The authors use L=10 for the Cartesian coordinates and L=4 for the viewing direction, resulting in a 60-dimensional input for positions and a 24-dimensional vector for the viewing direction.

Now let's implement the MLP. The structure of the network is quite simple, it's essentially a well-designed MLP with skip connections. In the diagram below, black arrows indicate layers with ReLU activation, orange arrows represent layers with no activation, dashed arrows show sigmoid activation, and "+" indicates vector concatenation. The density value is output by one of the intermediate layers, while the RGB values are output by the final layer.

network

class NeRF(nn.Module):
    def __init__(self, pos_dim=63, dir_dim=27, hidden_dim=256):
        super().__init__()
       
        self.pos_layers = nn.ModuleList([
            nn.Linear(pos_dim, hidden_dim),
            nn.Linear(hidden_dim, hidden_dim),
            nn.Linear(hidden_dim, hidden_dim),
            nn.Linear(hidden_dim, hidden_dim),
            nn.Linear(hidden_dim + pos_dim, hidden_dim),
            nn.Linear(hidden_dim, hidden_dim),
            nn.Linear(hidden_dim, hidden_dim),
            nn.Linear(hidden_dim, hidden_dim)
        ])
       
        self.density_head = nn.Linear(hidden_dim, 1)
        self.feature_head = nn.Linear(hidden_dim, hidden_dim)
       
        self.dir_layer = nn.Linear(hidden_dim + dir_dim, hidden_dim // 2)
        self.color_head = nn.Linear(hidden_dim // 2, 3)
       
        self.relu = nn.ReLU()
        self.sigmoid = nn.Sigmoid()
   
    def forward(self, pos_enc, dir_enc):
        x = pos_enc
       
        for i, layer in enumerate(self.pos_layers):
            if i == 4:
                x = torch.cat([x, pos_enc], dim=-1)
            x = self.relu(layer(x))
       
        density = self.relu(self.density_head(x))
        features = self.feature_head(x)
       
        dir_input = torch.cat([features, dir_enc], dim=-1)
        dir_features = self.relu(self.dir_layer(dir_input))
        color = self.sigmoid(self.color_head(dir_features))

= = = = = = =

§ Aim A:
Reproduce the NeRF excerpt from "dir_input = torch.cat([features, dir_enc], dim=-1)" up to and including "color = self.sigmoid(self.color_head(dir_features))".
§ Aim B:
Render this sentence from the NeRF excerpt in Spanish: "The density value is output by one of the intermediate layers, while the RGB values are output by the final layer."
Work only from the NeRF excerpt above.

§ Entries shown:
= = = = = = =

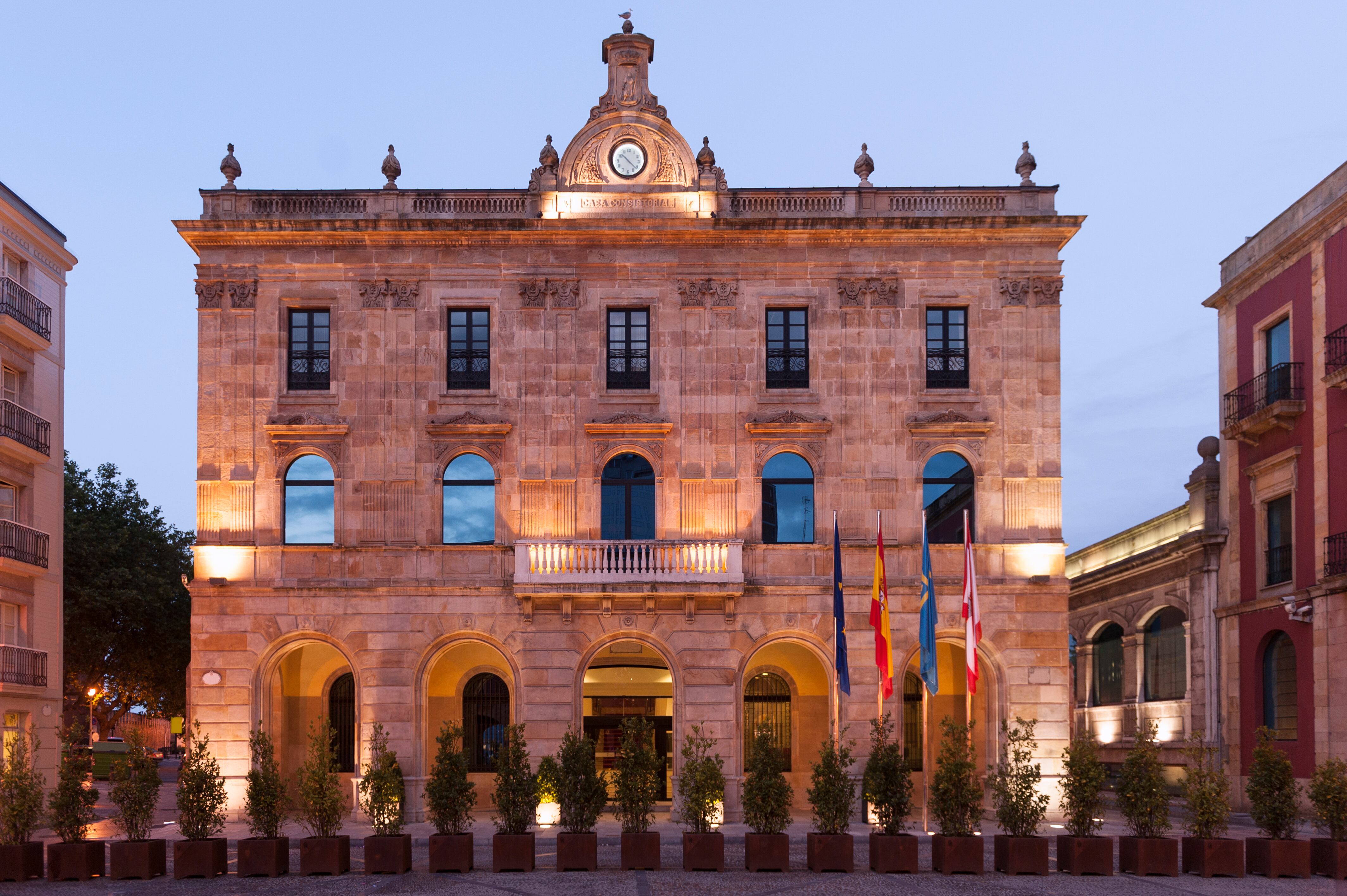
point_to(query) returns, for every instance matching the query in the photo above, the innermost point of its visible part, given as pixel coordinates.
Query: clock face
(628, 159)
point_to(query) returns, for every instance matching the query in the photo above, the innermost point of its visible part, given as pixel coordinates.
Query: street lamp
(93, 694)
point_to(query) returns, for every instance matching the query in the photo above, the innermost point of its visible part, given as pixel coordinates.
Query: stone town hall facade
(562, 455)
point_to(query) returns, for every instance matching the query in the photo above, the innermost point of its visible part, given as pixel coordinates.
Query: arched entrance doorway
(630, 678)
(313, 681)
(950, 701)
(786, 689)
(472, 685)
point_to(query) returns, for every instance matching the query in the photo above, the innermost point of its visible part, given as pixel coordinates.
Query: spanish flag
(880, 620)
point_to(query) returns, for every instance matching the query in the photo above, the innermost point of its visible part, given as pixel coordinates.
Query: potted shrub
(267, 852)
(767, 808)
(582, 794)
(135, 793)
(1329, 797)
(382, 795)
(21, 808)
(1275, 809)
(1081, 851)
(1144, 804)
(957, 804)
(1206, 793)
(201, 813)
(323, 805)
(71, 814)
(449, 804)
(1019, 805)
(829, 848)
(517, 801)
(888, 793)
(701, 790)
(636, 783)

= = = = = = =

§ Exercise answer A:
dir_input = torch.cat([features, dir_enc], dim=-1)
        dir_features = self.relu(self.dir_layer(dir_input))
        color = self.sigmoid(self.color_head(dir_features))

§ Exercise answer B:
El valor de densidad lo produce una de las capas intermedias, mientras que los valores RGB los produce la capa final.